## Given request a
Return everything in the dataset items from the line containing "hand. Examine the image and box all occurrences." down to the line containing "[237,141,600,394]", both included, reproducing those entries line for line.

## Document excerpt

# Male/ Female housing



## BaileyMeng (Feb 20, 2015)

I'm not wanting to put them in the same cage together. I have a cage that has two separate levels (the cage comes up to my chest) so it is very large and spacious. They wouldn't be able to see each other and I don't plan on letting them play together. I'm really just wanting to get another hedgehog because I enjoy their company. So would it be harmful for either the male or the female to keep them that close in the cage? Even though they wouldn't have access to each other ?


----------



## DesireeM81 (Jun 14, 2014)

I haven't had any issues with male and females living side by side with a plastic wall in between them or on top of one another. I would really like to see your set up though so that we could help you decided whether or not it is safe for your hedgehogs. 

Hedgehogs are wonderful creatures and having more than one is possible. I really tried to keep with all girls because I was worried about something happening. But I do have a boy and its been fine too.


----------



## nikki (Aug 28, 2008)

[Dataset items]
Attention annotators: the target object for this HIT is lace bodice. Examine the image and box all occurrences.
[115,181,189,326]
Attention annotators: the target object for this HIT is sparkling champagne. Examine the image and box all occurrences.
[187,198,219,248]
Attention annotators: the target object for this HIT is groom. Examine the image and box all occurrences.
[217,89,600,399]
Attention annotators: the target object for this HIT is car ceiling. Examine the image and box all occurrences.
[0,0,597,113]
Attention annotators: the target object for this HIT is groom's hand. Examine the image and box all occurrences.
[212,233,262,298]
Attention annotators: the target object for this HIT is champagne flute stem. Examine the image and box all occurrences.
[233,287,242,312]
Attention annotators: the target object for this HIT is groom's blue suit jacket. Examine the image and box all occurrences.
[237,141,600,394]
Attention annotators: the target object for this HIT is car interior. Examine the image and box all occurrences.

...

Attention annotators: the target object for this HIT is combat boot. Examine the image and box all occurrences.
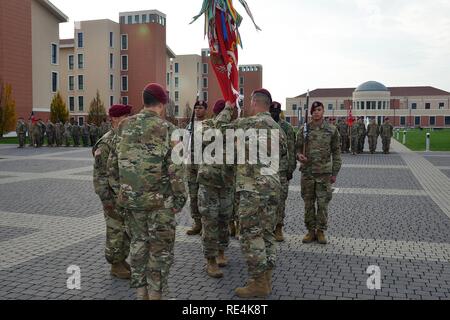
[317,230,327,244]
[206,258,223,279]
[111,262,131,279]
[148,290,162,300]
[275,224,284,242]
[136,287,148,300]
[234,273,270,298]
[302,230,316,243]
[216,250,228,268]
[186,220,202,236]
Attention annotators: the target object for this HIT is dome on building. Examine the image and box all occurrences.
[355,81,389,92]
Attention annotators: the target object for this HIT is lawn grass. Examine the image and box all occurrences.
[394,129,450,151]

## Given request b
From the forum thread on housing male and female hedgehogs, retype everything from "# Male/ Female" down to "(Jun 14, 2014)".

## Worked answer a
Attention annotators: the target object for this HIT is groom's hand. Examine the image and box all occurrences.
[212,233,262,298]
Attention annotators: the target object for this HIT is champagne flute stem. Examine the image and box all occurrences.
[233,287,242,312]
Attention annotators: the target object for this HIT is groom's blue suit jacket. Examine the image and box all occurrences.
[237,141,600,394]

## Worked answer b
# Male/ Female housing



## BaileyMeng (Feb 20, 2015)

I'm not wanting to put them in the same cage together. I have a cage that has two separate levels (the cage comes up to my chest) so it is very large and spacious. They wouldn't be able to see each other and I don't plan on letting them play together. I'm really just wanting to get another hedgehog because I enjoy their company. So would it be harmful for either the male or the female to keep them that close in the cage? Even though they wouldn't have access to each other ?


----------



## DesireeM81 (Jun 14, 2014)